How many lines of the records contain the word "green"? Reply with the number only.

▸ **Stored dataset items**
--------

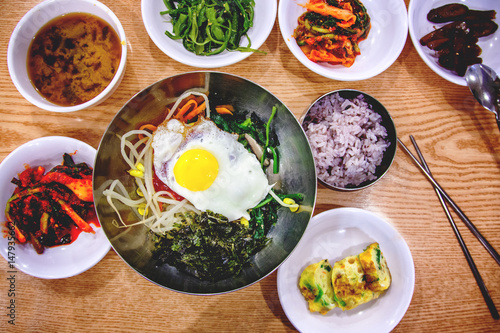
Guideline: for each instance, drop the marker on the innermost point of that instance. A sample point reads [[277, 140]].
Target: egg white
[[240, 183]]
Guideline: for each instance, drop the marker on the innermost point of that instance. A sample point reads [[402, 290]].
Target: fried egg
[[208, 167]]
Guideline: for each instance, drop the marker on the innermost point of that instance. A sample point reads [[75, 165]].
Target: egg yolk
[[196, 170]]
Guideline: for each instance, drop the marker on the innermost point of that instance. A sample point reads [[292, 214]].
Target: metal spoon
[[481, 81]]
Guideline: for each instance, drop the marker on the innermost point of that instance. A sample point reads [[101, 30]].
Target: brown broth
[[73, 58]]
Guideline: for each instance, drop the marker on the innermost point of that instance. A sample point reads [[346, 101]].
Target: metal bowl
[[297, 174], [387, 122]]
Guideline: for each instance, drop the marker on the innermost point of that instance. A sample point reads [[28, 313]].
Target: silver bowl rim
[[313, 206], [393, 141]]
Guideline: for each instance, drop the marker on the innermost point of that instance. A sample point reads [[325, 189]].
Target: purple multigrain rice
[[347, 140]]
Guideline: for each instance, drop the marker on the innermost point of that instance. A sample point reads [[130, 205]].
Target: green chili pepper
[[208, 27]]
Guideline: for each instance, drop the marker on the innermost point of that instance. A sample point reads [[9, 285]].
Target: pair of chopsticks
[[442, 195]]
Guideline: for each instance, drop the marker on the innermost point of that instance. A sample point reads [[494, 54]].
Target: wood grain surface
[[459, 138]]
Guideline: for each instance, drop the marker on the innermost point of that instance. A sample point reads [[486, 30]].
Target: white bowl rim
[[53, 107], [432, 63], [320, 69], [69, 266]]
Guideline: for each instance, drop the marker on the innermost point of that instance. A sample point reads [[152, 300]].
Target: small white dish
[[386, 39], [156, 25], [61, 261], [420, 26], [26, 30], [334, 235]]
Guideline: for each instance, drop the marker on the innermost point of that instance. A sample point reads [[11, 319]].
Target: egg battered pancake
[[348, 280], [377, 274], [316, 286]]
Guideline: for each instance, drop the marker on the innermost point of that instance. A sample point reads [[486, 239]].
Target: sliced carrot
[[224, 109], [191, 104], [347, 17], [19, 235], [75, 217], [149, 127], [195, 112]]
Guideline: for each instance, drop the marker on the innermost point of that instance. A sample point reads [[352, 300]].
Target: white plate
[[334, 235], [386, 39], [60, 261], [156, 25], [420, 26]]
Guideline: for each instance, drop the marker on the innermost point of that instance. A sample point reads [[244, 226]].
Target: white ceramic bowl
[[387, 37], [59, 261], [334, 235], [29, 25], [420, 26], [156, 25]]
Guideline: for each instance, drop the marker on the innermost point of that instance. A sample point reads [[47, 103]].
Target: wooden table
[[459, 138]]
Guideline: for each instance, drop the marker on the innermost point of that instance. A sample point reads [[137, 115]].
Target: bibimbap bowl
[[352, 137], [296, 175]]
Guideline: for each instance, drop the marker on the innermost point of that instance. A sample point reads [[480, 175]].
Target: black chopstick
[[470, 261], [457, 209]]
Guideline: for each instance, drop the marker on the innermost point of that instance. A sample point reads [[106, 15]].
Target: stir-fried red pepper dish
[[53, 208], [330, 30]]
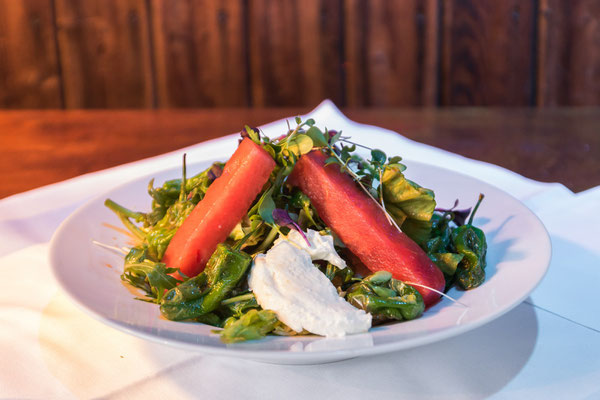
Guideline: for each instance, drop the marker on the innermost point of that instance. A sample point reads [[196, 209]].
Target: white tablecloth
[[547, 347]]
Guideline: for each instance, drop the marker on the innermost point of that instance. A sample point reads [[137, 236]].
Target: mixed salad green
[[220, 296]]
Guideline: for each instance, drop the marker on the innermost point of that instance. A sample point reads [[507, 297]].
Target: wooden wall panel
[[105, 53], [488, 56], [569, 53], [200, 53], [29, 72], [391, 52], [295, 52]]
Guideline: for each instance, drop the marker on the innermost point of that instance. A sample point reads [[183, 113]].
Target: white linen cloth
[[547, 347]]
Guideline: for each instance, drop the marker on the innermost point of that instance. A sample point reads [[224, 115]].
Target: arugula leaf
[[411, 205]]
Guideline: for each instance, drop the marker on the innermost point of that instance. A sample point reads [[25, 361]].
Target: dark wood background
[[256, 53]]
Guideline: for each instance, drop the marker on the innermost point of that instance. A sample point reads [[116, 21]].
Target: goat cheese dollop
[[285, 281]]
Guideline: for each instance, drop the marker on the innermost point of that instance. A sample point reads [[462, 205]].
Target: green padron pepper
[[469, 241], [203, 293], [386, 298], [252, 325]]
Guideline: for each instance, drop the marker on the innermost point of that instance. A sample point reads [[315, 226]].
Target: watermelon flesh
[[226, 202], [363, 227]]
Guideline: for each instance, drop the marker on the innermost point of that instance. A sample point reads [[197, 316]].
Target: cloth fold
[[47, 340]]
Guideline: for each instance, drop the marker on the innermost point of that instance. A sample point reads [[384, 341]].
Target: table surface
[[42, 147]]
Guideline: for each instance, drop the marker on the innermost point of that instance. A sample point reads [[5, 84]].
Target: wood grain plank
[[105, 53], [569, 53], [29, 73], [487, 52], [295, 52], [391, 52], [83, 141], [200, 53]]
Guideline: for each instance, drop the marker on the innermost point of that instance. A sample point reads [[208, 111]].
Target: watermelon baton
[[363, 227], [226, 202]]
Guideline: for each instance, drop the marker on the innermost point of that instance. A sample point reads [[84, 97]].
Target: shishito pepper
[[386, 298], [469, 241], [203, 293]]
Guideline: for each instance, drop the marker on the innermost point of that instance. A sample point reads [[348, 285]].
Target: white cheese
[[285, 281], [321, 246]]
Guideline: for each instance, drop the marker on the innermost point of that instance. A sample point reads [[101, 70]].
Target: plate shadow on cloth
[[481, 362]]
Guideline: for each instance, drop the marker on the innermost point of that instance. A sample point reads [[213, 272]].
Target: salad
[[299, 235]]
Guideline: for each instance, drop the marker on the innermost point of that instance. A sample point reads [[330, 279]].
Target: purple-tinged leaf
[[282, 218]]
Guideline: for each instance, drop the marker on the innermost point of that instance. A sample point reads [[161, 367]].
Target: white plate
[[518, 257]]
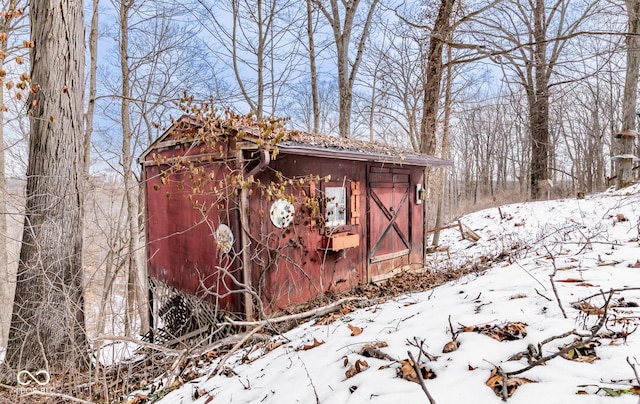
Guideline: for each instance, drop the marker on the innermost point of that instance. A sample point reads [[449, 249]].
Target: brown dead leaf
[[450, 346], [138, 399], [407, 371], [508, 332], [311, 346], [588, 308], [328, 319], [356, 368], [371, 351], [354, 330], [271, 345], [496, 382], [582, 353]]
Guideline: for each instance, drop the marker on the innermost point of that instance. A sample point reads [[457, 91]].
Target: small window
[[336, 208]]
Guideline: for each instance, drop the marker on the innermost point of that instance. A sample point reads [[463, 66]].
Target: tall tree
[[442, 30], [257, 42], [531, 38], [312, 67], [630, 92], [47, 326], [11, 20], [342, 22]]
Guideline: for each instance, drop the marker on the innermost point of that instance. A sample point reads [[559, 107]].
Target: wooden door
[[389, 201]]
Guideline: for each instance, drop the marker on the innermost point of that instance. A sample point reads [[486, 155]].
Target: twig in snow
[[315, 392], [589, 338], [540, 294], [232, 351], [36, 392], [633, 367], [553, 284], [416, 367]]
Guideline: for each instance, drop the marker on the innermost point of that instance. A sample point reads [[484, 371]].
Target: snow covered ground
[[591, 245]]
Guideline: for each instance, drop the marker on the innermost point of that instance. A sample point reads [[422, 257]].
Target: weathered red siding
[[289, 266]]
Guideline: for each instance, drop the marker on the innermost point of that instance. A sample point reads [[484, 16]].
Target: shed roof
[[306, 144]]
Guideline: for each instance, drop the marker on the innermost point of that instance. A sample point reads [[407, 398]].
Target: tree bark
[[313, 70], [136, 300], [433, 77], [47, 326], [630, 92], [4, 258], [539, 108], [342, 31]]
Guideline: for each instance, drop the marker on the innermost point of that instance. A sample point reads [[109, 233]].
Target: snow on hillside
[[591, 244]]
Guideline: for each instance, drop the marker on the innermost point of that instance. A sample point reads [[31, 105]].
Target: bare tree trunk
[[539, 109], [445, 149], [342, 31], [313, 69], [433, 77], [47, 326], [4, 258], [136, 297], [93, 68], [630, 92]]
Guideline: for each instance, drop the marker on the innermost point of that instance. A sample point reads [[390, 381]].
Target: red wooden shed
[[256, 225]]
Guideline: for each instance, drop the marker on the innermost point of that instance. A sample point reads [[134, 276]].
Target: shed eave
[[414, 160]]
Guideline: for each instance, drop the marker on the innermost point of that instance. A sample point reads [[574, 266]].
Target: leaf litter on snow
[[508, 318]]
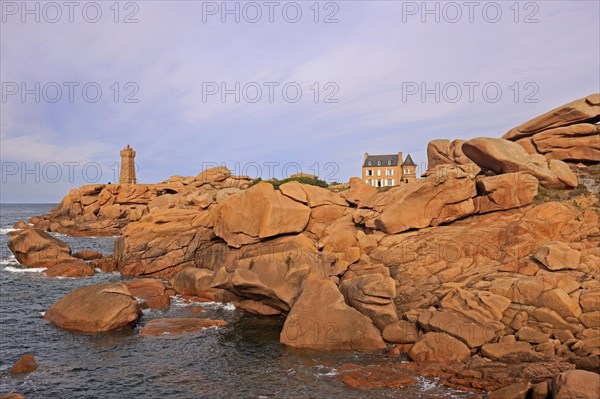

--------

▸ **ANSWER TO THE EXERCISE**
3